* _Текст документа_:
По-видимому, Соня вела какой-то девичий дневничок, как почти все девочки и девушки ее круга. Но она его благоразумно уничтожила. Она понимала, что если его прочитает муж, ему будут неприятны, например, записи о ее любви к Поливанову или другие подробности ее хотя и вполне невинной, но всё-таки интимной жизни. А вот Толстой свой ранний дневник не только не уничтожил, но и показал своей невесте и заставил его прочитать. Так же поступает Константин Левин в «Анне Карениной». И мы знаем, какой шок это вызывает у Кити.
Зачем он это сделал? Как ни странно, но здесь-то и проявилась черта Толстого, о которой писал Тургенев Анненкову: «высоконравственное и несимпатическое существо».
Толстой хотел быть честен с невестой, но при этом не щадил ее чувств. Он сразу давал ей понять, что она выходит замуж за мужчину с достаточно богатым сексуальным опытом. На самом деле этика XIX века такое положение вещей не только не осуждала, но даже приветствовала. Опытный в сексуальном отношении муж — лучше, чем ничего не знающий в этих вопросах юноша. И конечно, Берсы (наверное, и сама Сонечка) догадывались, что у графа были связи с женщинами. Возможно, они знали и о том, что в Ясной Поляне живет внебрачный сын Толстого. Это были «скелеты в шкафу», которые рано или поздно открылись бы. Но Толстой не стал тянуть с этим. Он сразу обрушил на невесту всю правду.
«Всё то нечистое, что я узнала и прочла в прошлых дневниках Льва Николаевича, никогда не изгладилось из моего сердца и осталось страданием на всю жизнь», — пишет она в «Моей жизни».
«Всё его (мужа) прошедшее так ужасно для меня, что я, кажется, никогда не помирюсь с ним, — жалуется она в дневнике в первый год замужества. — Разве когда будут другие цели в жизни, дети, которых я так желаю, чтоб у меня было целое будущее, чтоб я в детях своих могла видеть эту чистоту без прошедшего, без гадостей, без всего, что теперь так горько видеть в муже. Он не понимает, что его прошедшее — целая жизнь с тысячами разных чувств хороших и дурных, которые мне уж принадлежать не могут, точно так же, как не будет мне принадлежать его молодость, потраченная Бог знает на кого и на что…»
Конечно, ее возмутили записи об Аксинье! Не «баба», не «любовница», а «жена»! Это слово буквально взбесило ее!
Между тем в их доме вместе с другими крестьянками в качестве помощницы начинает появляться Аксинья. И хотя никакой связи с Толстым у нее давно не было, Соня чудовищно страдает, когда видит эту женщину.
«Мне кажется, я когда-нибудь себя хвачу от ревности, — пишет она в дневнике через три месяца после свадьбы, увидев Аксинью в своем доме. — “Влюблен как никогда!” И просто баба, толстая, белая, ужасно. Я с таким удовольствием смотрела на кинжал, ружья. Один удар — легко. Пока нет ребенка. И она тут, в нескольких шагах. Я просто как сумасшедшая… Если б я могла и его убить, а потом создать нового, точно такого же, я и то бы сделала с удовольствием».
Через четыре месяца после свадьбы она описывает в дневнике свой кошмарный сон:
«Пришли к нам в какой-то огромный сад наши ясенские деревенские девушки и бабы, а одеты они все как барыни. Выходят откуда-то одна за другой, последней вышла Аксинья, в черном шелковом платье. Я с ней заговорила, и такая меня злость взяла, что я откуда-то достала ее ребеночка и стала рвать его на клочки. И ноги, голову — всё оторвала, а сама в страшном бешенстве. Пришел Лёвочка, я говорю ему, что меня в Сибирь сошлют, а он собрал ноги, руки, все части и говорит, что ничего, это кукла».
Но это была не «кукла». Это был двухгодовалый мальчик, первенец Льва Николаевича.
И он тоже жил в Ясной Поляне. Его-то Сонечка и разрывала на куски в своем сне. Она не могла простить мужу, что его первый сын рожден не от нее, а от какой-то «бабы», «толстой», «белой», «ужасной». Это было выше ее сил.

(Сохранённые записи)
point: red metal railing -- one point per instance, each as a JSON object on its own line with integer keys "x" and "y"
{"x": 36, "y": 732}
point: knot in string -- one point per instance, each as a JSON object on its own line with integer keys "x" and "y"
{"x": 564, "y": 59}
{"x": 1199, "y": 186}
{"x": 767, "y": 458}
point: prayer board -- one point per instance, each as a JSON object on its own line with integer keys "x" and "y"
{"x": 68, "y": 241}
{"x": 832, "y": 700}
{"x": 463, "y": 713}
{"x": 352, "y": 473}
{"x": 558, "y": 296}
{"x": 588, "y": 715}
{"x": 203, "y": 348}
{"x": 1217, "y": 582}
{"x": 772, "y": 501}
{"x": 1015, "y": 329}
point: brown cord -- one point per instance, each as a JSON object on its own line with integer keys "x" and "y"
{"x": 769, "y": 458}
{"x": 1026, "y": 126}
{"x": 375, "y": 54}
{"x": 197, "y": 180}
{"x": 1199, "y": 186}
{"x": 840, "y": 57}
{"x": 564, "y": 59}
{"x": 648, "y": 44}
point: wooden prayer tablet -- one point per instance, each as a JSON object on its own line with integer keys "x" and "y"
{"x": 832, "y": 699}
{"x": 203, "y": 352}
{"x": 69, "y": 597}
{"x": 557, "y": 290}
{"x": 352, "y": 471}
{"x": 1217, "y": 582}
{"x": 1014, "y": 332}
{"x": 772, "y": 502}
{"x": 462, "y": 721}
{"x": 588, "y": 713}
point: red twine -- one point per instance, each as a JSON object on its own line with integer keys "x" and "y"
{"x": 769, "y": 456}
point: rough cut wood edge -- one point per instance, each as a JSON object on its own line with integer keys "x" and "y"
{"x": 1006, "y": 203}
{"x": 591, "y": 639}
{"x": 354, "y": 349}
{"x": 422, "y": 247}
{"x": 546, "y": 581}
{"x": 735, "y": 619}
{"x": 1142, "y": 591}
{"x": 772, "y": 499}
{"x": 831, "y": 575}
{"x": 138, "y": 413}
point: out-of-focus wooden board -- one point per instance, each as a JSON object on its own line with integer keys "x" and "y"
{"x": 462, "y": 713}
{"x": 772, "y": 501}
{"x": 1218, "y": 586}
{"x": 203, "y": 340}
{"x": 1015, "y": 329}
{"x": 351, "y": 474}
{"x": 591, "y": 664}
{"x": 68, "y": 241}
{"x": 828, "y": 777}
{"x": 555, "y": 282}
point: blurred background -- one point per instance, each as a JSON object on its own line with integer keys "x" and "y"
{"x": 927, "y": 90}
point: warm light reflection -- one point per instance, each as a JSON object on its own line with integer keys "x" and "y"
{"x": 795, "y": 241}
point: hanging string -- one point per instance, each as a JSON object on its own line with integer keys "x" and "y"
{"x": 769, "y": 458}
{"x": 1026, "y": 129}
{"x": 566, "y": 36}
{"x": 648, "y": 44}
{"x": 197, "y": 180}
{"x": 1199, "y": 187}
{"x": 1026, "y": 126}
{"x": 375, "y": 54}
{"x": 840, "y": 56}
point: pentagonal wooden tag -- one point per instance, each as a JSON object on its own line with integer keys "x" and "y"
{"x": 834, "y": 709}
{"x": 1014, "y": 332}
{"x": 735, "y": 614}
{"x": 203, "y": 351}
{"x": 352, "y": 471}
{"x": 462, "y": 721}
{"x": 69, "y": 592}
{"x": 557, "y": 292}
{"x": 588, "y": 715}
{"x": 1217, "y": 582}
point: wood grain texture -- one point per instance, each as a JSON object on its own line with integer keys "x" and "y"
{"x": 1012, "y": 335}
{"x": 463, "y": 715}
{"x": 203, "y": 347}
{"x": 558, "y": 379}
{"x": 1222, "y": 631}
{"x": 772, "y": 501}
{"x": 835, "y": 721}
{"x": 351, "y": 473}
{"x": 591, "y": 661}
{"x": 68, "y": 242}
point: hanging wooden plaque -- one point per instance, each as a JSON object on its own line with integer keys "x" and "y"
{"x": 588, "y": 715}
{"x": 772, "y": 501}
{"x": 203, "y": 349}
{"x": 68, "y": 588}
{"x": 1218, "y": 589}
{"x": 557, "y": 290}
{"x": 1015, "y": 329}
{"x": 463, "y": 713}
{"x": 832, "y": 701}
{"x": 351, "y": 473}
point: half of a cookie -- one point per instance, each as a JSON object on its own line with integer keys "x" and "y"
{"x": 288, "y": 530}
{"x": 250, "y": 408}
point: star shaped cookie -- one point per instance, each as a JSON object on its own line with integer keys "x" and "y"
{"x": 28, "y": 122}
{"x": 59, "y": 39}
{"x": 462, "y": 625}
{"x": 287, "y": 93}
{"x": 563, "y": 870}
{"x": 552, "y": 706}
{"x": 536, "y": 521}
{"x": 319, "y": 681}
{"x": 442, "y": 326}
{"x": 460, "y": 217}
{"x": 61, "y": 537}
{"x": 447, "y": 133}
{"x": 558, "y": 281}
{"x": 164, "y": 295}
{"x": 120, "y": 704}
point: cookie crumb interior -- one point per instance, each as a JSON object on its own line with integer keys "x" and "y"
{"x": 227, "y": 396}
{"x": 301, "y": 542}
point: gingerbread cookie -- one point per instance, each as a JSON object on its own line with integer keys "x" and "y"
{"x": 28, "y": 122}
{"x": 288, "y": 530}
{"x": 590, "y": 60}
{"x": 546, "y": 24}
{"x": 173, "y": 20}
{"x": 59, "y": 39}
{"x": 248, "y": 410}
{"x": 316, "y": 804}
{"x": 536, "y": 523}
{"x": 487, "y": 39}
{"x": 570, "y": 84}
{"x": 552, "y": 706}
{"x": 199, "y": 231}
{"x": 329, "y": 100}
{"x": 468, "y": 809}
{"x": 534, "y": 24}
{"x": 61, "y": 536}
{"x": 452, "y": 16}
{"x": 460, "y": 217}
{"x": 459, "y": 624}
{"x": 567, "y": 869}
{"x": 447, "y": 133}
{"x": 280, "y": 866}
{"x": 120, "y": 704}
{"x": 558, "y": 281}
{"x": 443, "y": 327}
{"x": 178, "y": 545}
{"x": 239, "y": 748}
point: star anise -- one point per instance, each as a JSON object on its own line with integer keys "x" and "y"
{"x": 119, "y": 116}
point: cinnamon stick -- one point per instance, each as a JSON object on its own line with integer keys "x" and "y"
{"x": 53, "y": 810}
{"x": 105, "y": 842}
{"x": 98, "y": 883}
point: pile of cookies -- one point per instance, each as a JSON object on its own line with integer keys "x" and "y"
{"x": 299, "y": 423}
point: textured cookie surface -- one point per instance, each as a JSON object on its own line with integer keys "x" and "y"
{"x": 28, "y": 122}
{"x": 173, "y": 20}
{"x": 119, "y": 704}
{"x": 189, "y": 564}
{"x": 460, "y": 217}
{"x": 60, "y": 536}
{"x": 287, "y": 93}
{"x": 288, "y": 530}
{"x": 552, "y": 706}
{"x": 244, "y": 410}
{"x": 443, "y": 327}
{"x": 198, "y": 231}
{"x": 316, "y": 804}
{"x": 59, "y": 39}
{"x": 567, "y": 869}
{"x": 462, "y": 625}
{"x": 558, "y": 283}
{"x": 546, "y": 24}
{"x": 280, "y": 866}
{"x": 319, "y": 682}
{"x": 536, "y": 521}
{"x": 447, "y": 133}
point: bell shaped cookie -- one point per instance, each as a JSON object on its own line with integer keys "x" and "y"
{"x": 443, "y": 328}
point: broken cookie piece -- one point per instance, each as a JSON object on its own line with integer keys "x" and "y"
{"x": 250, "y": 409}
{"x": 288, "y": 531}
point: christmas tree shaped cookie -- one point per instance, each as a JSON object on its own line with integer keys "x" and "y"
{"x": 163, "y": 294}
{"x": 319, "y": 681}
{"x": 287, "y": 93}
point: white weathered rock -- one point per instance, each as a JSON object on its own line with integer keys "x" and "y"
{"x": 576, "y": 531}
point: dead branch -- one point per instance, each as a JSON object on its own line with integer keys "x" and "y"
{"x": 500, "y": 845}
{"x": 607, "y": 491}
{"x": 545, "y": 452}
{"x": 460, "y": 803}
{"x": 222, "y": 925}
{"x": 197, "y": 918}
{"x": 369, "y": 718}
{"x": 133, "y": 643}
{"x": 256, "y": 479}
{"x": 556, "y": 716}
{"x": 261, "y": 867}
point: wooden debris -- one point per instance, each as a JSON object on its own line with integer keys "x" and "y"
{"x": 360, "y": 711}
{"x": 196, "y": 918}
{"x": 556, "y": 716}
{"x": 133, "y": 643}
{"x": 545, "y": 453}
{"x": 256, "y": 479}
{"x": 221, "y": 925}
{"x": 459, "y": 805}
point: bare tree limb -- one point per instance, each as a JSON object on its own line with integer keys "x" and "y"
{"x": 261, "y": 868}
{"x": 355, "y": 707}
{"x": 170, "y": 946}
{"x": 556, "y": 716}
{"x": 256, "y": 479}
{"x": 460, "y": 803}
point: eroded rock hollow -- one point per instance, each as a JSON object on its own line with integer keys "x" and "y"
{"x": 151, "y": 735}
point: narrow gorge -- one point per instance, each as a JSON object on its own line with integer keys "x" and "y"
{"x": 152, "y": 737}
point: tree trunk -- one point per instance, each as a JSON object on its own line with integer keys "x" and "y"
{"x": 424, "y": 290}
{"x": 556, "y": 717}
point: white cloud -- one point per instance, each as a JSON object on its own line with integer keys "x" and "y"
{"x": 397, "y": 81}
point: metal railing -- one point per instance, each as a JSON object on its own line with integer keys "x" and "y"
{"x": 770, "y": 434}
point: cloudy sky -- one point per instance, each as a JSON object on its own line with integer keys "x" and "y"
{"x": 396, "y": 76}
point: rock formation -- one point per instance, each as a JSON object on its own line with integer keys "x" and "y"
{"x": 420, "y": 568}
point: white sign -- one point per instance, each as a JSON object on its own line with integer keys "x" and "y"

* _Задание 1_: Переведите на английский язык предложение из текста о браке Толстого: «Толстой хотел быть честен с невестой, но при этом не щадил ее чувств».
* _Задание 2_: Через какое время после свадьбы Соня описала в дневнике свой кошмарный сон, согласно тексту о браке Толстого?
* _Задание 3_: Выведите, пожалуйста, отрывок из текста о браке Толстого, начиная со слов «И он тоже жил» и далее вплоть до слов «выше ее сил.».

* _Результат 1_: Tolstoy wanted to be honest with his fiancée, but in doing so he did not spare her feelings.

* _Результат 2_: Через четыре месяца после свадьбы.

* _Результат 3_:
И он тоже жил в Ясной Поляне. Его-то Сонечка и разрывала на куски в своем сне. Она не могла простить мужу, что его первый сын рожден не от нее, а от какой-то «бабы», «толстой», «белой», «ужасной». Это было выше ее сил.